AIM OF THE EXERCISE
Copy out the entries word for word, leaving images aside.

*** EXTRACTED INFORMATION

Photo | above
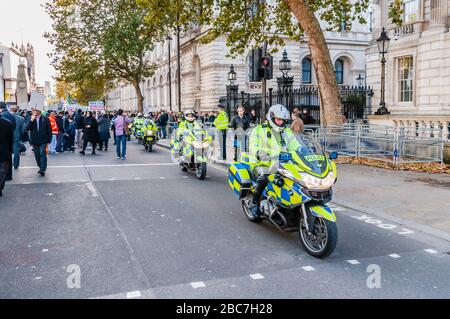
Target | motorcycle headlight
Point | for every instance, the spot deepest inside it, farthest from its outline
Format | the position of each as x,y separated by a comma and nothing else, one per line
197,144
206,144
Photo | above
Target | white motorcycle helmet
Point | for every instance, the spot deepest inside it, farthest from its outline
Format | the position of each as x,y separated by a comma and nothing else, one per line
189,115
278,117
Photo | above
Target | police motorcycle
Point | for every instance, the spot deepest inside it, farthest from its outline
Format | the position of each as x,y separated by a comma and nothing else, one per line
150,133
295,199
191,146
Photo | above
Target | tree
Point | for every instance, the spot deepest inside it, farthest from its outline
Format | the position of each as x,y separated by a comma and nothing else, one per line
251,23
99,41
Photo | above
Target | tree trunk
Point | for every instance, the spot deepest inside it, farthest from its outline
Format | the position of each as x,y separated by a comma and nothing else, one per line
330,99
139,95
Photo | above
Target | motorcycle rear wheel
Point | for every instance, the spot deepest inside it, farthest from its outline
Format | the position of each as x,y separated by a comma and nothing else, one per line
324,242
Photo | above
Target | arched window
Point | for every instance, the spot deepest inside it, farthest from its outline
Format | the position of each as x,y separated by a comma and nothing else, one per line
306,71
339,69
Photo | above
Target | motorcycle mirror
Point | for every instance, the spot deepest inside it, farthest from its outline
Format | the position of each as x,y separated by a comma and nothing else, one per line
334,155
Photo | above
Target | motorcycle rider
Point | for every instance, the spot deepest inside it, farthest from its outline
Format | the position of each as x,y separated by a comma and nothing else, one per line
266,142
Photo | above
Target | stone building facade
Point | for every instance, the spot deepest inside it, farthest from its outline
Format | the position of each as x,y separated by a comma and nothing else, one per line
205,67
17,73
417,68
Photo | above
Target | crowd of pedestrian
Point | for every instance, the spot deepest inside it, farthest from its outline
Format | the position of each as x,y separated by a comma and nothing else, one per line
50,133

******

EXERCISE OUTPUT
Photo | above
Target | motorcycle headlight
Point | for every instance, the spot deepest inside it, farthest from its outline
Format | the position of each as x,y separated by a comma and nothing else, one per line
197,144
206,144
Photo | above
Target | white motorcycle helmet
Point | for every instance, the spot deepest inside it, farthest from its outline
Format | the position of each as x,y separated by a comma and nothing else, one per line
189,115
278,117
Photo | above
Target | police motorcycle
Point | for every instance, the spot deepest inside it, farthest from its outline
Format | the position of each as x,y separated by a comma and nothing else, one per line
150,133
295,199
191,146
Photo | above
Target | tree
Point | for every instance, the spot deepest inside it, farthest from its outline
Format | the position of each as x,y separated by a comma and nothing else, one per line
251,23
99,41
Photo | above
Target | tree trunk
Point | for every instance, the spot deepest inside it, farthest from its outline
Format | the position of each as x,y separated by a comma and nothing else, one per line
330,99
139,95
Photo | above
Target | motorcycle rear wheel
Point | for every instance, the spot deepest inside it, farthest from its outline
Format | the position of each as x,y separated by a comma and nothing else, one per line
324,242
Photo | above
Target | arched window
Point | for every instance, the spot deepest inside it, farthest from its outline
Format | the position of each as x,y separated by a comma and nothing else, one per line
306,71
339,69
Photo | above
Target | motorcycle mirror
Point | for every instance, the spot deepest inside it, farthest from its outline
Format | the position of each as x,y separated by a comma and nothing else, one per line
334,155
Photo | above
Target | motorcycle rider
Point | for every instance, the spot deepest inside it, farthest from its outline
Format | the position of each as x,y separated by a comma and nothing else, one per line
266,142
Photo | above
Target | stone building facade
Point | for every instance, the spot deepest inside it, farthest from its outline
Format | the position of each as x,y separated by a comma and nothing else, one per line
205,67
17,73
417,68
Photo | above
Target | crowd of pedestrian
Point | for every instance, the spot deepest inside it, farthest from its outline
Format | the position of each as x,y separated by a comma and nothing else, one per line
50,133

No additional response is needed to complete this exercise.